*** Opening of Excerpted data ***
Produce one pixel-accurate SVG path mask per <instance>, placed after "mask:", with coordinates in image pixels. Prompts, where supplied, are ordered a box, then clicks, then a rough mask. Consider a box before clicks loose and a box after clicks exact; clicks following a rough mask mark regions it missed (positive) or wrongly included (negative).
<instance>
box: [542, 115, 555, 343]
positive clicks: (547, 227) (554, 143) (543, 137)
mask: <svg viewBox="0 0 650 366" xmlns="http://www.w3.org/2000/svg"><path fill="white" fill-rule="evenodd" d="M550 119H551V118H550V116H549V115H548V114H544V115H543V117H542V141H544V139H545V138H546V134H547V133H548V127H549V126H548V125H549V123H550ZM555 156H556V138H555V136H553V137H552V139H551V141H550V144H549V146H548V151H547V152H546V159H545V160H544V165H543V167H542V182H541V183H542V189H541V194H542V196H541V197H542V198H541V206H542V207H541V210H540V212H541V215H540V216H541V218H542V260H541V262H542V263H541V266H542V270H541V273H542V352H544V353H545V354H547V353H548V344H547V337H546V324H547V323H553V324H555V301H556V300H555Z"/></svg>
*** Close of Excerpted data ***
*** Opening of Excerpted data ***
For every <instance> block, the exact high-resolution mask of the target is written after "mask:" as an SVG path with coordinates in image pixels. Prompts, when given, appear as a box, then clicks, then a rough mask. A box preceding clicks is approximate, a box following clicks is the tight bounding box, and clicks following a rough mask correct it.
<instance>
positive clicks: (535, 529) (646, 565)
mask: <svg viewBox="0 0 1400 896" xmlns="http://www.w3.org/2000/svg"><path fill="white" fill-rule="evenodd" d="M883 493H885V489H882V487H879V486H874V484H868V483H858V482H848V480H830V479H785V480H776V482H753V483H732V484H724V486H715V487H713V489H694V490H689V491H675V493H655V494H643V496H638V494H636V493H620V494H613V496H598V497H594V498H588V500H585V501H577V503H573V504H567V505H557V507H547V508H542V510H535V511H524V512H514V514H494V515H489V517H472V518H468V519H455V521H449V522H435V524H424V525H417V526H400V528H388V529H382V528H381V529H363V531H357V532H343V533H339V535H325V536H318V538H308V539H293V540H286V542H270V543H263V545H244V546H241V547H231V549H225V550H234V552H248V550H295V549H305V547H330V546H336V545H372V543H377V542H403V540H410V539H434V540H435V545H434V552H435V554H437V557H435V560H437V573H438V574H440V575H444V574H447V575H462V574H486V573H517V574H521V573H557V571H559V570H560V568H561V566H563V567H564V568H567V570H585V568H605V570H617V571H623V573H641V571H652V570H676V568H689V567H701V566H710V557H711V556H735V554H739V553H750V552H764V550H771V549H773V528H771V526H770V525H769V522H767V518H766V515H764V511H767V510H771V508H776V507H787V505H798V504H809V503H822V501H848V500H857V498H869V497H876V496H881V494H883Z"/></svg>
*** Close of Excerpted data ***
*** Opening of Excerpted data ***
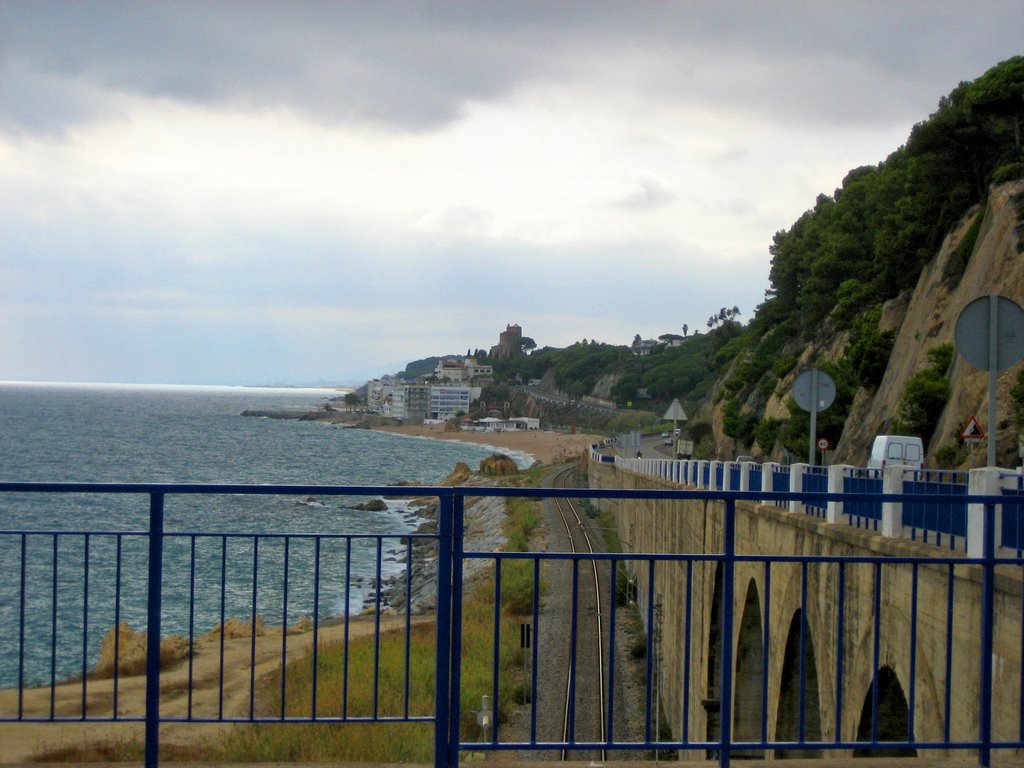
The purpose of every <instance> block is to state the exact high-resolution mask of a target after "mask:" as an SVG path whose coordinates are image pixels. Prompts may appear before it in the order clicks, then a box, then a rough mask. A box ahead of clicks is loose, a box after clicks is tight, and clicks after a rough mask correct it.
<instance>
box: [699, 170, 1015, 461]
*** Close of Excerpted data ***
» **What the task requires**: From the listing above, return the lines starting at the one with "Produce one pixel-accurate" and ending at the one with "box: [542, 115, 555, 343]", both kept, exactly as they appear and nothing more.

» **Solution to this problem**:
Produce one pixel-accurate SVG path mask per <instance>, placed after "mask:", with coordinates in image pixels. Prompts, where supplied, are ordered a box, then clicks, then a rough mask. Consider a box before clicks loose and a box after clicks exact; clicks following a rough mask mark regions it missed (positive) or wrongly included (negative).
<instance>
box: [542, 115, 555, 343]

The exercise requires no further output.